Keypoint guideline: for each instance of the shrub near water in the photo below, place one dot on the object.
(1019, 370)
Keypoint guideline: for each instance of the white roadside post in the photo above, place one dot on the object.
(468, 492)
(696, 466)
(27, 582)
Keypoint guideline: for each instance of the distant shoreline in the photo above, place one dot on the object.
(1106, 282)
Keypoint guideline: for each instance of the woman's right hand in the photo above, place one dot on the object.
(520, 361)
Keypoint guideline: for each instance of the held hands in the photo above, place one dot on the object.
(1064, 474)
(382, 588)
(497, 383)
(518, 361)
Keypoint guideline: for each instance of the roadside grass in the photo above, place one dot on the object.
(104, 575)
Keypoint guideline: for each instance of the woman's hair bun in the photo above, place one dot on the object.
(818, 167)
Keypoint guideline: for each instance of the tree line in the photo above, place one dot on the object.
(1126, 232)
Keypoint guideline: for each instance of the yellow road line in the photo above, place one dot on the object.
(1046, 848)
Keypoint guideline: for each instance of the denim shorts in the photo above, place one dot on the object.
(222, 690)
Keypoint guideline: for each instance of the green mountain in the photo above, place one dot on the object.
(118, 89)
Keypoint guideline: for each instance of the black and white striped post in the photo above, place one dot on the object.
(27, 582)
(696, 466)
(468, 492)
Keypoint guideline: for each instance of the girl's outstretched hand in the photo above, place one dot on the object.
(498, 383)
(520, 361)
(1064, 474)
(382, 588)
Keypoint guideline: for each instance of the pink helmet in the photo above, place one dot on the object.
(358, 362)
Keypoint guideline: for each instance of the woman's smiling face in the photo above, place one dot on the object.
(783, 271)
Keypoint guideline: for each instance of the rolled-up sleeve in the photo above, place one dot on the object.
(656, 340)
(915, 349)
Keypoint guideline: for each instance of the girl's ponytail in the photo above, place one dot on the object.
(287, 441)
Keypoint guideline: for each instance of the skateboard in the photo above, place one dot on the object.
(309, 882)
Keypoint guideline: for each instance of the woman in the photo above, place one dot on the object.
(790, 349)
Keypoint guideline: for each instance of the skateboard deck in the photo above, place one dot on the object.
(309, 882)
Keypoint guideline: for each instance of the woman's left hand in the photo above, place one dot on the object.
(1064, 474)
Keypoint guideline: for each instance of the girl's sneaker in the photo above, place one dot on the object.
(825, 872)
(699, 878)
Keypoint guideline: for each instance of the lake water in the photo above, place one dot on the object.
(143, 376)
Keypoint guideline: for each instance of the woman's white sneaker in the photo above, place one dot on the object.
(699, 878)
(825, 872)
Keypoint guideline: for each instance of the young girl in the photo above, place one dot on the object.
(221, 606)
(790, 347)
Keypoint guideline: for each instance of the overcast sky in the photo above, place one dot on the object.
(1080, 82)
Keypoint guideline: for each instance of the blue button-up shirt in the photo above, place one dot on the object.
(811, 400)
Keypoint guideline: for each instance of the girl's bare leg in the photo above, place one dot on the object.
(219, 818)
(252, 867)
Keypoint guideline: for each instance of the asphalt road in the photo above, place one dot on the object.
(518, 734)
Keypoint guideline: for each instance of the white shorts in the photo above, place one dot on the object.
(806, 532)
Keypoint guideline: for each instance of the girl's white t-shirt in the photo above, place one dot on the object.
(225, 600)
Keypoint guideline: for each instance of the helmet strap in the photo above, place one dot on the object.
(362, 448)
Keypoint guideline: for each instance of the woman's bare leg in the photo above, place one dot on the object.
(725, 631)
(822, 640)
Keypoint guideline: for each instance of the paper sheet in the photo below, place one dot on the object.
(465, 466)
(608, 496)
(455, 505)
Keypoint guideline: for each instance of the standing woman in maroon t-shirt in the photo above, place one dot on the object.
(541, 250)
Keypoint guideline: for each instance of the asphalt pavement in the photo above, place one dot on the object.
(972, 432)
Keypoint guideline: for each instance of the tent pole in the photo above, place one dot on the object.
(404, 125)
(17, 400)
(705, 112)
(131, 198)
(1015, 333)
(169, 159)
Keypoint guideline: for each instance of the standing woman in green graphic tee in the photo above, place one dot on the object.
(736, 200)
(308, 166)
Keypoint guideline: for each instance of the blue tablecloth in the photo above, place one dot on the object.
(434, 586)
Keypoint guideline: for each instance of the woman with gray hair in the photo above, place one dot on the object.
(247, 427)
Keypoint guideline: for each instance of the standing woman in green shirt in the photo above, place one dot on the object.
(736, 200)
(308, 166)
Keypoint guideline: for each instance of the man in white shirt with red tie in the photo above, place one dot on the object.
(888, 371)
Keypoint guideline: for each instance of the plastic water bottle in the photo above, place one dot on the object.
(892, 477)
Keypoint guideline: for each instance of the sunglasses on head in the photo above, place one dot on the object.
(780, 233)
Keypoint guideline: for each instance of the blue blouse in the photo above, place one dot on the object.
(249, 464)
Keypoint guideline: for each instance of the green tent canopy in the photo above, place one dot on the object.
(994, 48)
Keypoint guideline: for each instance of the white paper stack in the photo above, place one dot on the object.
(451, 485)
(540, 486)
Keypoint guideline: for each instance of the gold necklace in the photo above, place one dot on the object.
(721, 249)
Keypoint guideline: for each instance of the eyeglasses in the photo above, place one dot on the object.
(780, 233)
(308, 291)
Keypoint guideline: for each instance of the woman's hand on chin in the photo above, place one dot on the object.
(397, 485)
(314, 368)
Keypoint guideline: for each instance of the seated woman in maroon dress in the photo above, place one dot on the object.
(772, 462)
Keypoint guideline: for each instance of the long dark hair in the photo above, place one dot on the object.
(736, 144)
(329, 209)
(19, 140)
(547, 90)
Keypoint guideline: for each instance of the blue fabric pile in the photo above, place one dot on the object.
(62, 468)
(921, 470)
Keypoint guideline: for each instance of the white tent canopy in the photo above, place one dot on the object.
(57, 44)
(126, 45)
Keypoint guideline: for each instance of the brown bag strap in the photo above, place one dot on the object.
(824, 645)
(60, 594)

*WHAT THE TASK REQUIRES:* Recast the records, starting at the beginning and ending at the line containing "(1019, 370)", as a numbered list, omitting any blank lines.

*EXERCISE RESPONSE:*
1. Keypoint guideline: for each instance of the shrub near water in the photo below, place one dot on the object.
2. (1019, 370)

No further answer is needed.